Excerpt provided ::
== == ==
Divinity, on the other hand, makes it pretty easy to optimize — all the player’s stats can be shuffled and changed indefinitely, and merchants will carry everything the player needs to re-spec. One can become a hydromage, or a necromancer, or a spearbearer at will. However, as I explain in my essay on tactical heuristics, true tactical optimization in Divinity favors only a small sliver of all available actions. Every optimized character needs points invested into Rogue, Aerothurge and Polymorph classes to gain access to vital extra-turn and teleportation abilities, if they wish to survive combat. If it makes more narrative sense for my burly Dwarf to be a pyromaniacal hammer-wielder, then I will suffer tactical losses as a result. If it makes more tactical sense to murder bystanders for their EXP, players will do that even with their righteous Paladins and Clerics. Optimizing Divinity‘s tactical experience is possible, but it robs the narrative experience of its richness and resonance.
Make the fun part also the correct strategy to win.
Mark Rosewater
The tactical layouts of Recipe 5 games allow the player to embark on a path that is possible in-game, but at odds with the parts of the game that make it fun. To someone like myself who has entire chromosomes of DNA solely devoted to optimization, it is incredibly frustrating that optimization cannot be achieved without hours of tedium, or that slightly sub-optimal strategies are drastically less likely to succeed. That’s how I know I’m playing a tactics game that should have been a storytelling game.
I wish the Pokémon games had been designed with a “New Game +” mode that gave the player complete control of their Pokémons’ stats and movepools, so that I could optimize without hours of grinding. I wish Divinity had a more rigorous class system, so that the must-choose abilities were off-limits, and I wish that it weren’t possible to re-spec over and over to adapt to the boss battle du jour. Both of these design changes would bring the fun parts of these games to the fore, and eliminate design choices which create tedium and cognitive dissonance.
== == ==
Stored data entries
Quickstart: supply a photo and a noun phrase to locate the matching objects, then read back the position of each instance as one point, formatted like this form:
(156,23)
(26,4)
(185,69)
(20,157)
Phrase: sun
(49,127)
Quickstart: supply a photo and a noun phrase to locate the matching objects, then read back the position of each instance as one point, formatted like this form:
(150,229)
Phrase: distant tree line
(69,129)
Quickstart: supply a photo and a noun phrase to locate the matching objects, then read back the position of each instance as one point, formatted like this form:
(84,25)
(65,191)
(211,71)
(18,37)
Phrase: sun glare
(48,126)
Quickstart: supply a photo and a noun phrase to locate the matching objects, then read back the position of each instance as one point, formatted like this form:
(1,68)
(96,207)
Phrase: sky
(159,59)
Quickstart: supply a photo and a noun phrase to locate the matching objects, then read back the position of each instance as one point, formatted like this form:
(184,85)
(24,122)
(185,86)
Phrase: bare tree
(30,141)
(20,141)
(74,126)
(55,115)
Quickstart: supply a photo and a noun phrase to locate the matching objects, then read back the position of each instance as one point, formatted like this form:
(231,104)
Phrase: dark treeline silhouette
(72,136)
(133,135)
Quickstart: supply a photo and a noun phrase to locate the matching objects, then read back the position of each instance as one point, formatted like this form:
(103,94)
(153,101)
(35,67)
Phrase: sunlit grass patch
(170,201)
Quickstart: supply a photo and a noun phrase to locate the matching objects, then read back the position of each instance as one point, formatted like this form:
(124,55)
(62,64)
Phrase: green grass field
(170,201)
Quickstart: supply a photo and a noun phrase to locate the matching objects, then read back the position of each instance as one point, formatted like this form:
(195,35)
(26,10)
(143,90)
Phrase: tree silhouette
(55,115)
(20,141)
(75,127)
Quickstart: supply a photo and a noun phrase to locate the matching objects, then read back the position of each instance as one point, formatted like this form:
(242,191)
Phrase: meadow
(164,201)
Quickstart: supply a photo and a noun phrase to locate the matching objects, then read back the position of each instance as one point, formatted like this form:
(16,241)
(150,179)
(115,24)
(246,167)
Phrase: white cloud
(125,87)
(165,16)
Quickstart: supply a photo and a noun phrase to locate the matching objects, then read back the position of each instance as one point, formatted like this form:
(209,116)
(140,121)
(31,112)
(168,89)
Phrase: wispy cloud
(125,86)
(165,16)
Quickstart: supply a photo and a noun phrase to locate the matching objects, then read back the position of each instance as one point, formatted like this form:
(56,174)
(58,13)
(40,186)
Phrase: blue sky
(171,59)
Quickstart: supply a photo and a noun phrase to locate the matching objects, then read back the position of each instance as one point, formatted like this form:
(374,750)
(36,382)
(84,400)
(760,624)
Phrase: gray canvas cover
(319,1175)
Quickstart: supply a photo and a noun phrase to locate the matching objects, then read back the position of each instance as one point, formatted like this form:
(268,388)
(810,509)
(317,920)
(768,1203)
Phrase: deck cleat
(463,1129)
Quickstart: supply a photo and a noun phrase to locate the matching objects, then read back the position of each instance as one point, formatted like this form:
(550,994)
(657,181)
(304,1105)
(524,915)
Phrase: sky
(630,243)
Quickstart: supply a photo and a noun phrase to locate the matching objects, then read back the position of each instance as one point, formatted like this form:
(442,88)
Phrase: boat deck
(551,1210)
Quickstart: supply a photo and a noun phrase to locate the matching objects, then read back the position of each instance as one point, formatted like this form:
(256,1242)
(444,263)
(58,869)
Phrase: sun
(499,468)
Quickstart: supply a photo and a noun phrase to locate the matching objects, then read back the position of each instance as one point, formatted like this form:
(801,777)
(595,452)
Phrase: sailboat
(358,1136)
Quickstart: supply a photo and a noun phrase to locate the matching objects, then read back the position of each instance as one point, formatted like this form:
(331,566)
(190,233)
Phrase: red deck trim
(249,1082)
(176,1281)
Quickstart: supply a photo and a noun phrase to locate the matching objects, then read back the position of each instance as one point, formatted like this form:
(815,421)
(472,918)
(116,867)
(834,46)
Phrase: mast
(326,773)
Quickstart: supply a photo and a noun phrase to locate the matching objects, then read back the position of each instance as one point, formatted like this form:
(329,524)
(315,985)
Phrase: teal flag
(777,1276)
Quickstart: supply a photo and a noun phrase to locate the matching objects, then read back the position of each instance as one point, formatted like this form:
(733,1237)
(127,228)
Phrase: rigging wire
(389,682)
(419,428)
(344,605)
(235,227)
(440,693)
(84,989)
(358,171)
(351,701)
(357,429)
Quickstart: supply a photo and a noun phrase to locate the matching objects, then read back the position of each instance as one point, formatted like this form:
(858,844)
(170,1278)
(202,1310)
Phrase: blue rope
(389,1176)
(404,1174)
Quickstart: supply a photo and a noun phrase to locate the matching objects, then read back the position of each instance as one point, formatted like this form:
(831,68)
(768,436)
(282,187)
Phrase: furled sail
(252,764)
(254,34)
== == ==
The task :: Can you continue the essay on tactical optimization in Divinity and Pokémon, starting after its last sentence and leaving the data alone?

Answer section ::
Unfortunately, no one has handed me design reigns to make those changes, so I am left with some homebrew solutions. Stipulation runs like the famous “Nuzlocke rule” in Pokémon (you can only use the first Pokémon you catch in each area, instead of re-rolling for better stats) turn the series into Recipe 4, where I can optimize freely within a heavy set of constraints. Ironman runs (no reloading prior saves), or permadeath runs (no “extra lives”) can introduce the same effect. In Divinity, toggle down the difficulty to create Recipe 3, making story-driven teams tactically viable. Finally, one can simply play with the Internet off — optimization of these games is often solely enabled by the wealth of information found online. Discovering tactics by oneself can be the best part of a gaming experience.
Playing only the fun parts of these games can restore the sense of wonder to a game. And worst-case, there are plenty of other games out there that are more likely to suit your interests. I can’t play Pokémon any more — it’s too frustrating no matter what I stipulate — but I just use that time to play more XCOM!
I close with the wise words of Mark Rosewater, whose “20 Lessons, 20 Years” talk has been profoundly influential for me:
…make sure that what it takes to succeed at your game is the very thing that makes the game fun.